=== The exercise ===
Reproduce the items below word for word, starting with the line that contains "Where can the jagged" and going on through the last line of the items.
^^^^^^^^^^^^^^^^
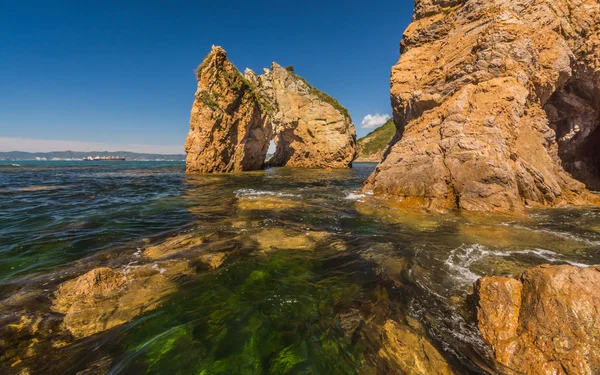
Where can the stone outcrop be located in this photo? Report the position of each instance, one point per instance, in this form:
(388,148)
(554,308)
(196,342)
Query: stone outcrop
(235,117)
(311,129)
(547,321)
(228,129)
(491,99)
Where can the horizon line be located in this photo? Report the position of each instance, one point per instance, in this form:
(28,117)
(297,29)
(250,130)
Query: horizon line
(15,144)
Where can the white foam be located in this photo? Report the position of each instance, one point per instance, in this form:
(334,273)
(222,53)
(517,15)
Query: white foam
(246,193)
(563,235)
(464,256)
(355,197)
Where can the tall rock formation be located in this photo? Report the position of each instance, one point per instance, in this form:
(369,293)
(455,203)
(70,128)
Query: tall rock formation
(228,129)
(546,321)
(311,129)
(235,117)
(491,99)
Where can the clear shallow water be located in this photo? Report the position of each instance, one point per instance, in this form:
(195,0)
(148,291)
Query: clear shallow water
(311,269)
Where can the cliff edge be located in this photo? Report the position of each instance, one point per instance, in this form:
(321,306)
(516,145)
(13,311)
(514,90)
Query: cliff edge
(496,105)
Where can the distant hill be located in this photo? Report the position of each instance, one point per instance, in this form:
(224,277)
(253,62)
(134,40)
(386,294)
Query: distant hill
(372,146)
(70,155)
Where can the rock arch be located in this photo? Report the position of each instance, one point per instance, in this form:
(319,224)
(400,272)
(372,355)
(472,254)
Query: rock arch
(234,117)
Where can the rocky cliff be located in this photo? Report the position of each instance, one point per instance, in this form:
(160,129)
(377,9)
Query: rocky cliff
(372,147)
(544,322)
(492,101)
(311,129)
(235,117)
(228,129)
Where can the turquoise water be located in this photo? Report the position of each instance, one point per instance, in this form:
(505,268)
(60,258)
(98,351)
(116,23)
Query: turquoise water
(309,270)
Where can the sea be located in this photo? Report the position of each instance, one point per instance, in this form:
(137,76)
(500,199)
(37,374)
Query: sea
(282,271)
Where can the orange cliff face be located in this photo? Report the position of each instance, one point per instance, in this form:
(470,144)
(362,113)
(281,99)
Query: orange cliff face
(228,131)
(235,117)
(496,105)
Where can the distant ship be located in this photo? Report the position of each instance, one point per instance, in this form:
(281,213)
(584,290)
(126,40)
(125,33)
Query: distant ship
(103,158)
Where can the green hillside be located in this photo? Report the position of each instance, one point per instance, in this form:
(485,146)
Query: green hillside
(376,141)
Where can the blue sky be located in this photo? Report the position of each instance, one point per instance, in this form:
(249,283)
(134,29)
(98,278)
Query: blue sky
(120,73)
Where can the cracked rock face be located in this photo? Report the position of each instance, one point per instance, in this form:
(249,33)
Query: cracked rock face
(228,130)
(311,129)
(544,322)
(492,101)
(235,117)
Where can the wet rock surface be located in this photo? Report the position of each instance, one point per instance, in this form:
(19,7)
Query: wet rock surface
(472,96)
(104,298)
(545,321)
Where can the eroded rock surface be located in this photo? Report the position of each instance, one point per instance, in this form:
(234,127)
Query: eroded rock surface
(311,129)
(547,321)
(490,99)
(233,118)
(228,129)
(104,298)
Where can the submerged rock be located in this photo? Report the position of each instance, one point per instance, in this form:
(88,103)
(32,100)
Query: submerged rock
(411,351)
(491,99)
(104,298)
(544,322)
(311,129)
(278,239)
(228,130)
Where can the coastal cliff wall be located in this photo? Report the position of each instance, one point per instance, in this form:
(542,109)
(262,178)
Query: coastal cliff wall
(228,129)
(234,118)
(495,102)
(311,129)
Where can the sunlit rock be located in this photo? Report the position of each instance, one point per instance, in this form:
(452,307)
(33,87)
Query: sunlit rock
(176,245)
(410,350)
(279,239)
(492,100)
(544,322)
(104,298)
(228,131)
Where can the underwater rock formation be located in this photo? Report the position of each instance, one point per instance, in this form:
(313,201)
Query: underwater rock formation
(492,101)
(544,322)
(234,118)
(228,130)
(104,298)
(311,129)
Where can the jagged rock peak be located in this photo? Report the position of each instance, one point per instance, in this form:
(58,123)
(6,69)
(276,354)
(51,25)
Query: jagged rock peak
(311,129)
(228,129)
(233,117)
(492,101)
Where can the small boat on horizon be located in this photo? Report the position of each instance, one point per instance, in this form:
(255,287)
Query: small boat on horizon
(103,158)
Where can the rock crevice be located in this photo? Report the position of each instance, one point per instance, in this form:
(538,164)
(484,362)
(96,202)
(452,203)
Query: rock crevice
(500,81)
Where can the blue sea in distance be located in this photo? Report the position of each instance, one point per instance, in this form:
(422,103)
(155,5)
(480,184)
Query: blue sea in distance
(282,271)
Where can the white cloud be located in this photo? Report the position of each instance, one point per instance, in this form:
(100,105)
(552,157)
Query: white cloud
^^^^^^^^^^^^^^^^
=== Response to this task ===
Where can the jagged rock peak be located in this photo? Report the position of each instance, one point per instance, in this form:
(58,123)
(6,69)
(276,354)
(51,25)
Query: jagged rock peak
(311,129)
(228,129)
(233,117)
(492,101)
Where can the small boat on horizon be located in this photo? Report the position of each instance, one point per instance, in this form:
(255,287)
Query: small boat on horizon
(103,158)
Where can the rock crevice be located in this photo? Report the position of each instance, one point per instance, in this form:
(538,164)
(484,362)
(96,202)
(452,203)
Query: rock crevice
(500,81)
Where can the blue sea in distance be located in this photo? Report the position of each instance, one point per instance, in this form:
(422,103)
(155,5)
(480,184)
Query: blue sea in distance
(282,271)
Where can the white cloud be located in this photo? Report the position of each instance, one point per instance, in this form:
(100,105)
(552,157)
Query: white cloud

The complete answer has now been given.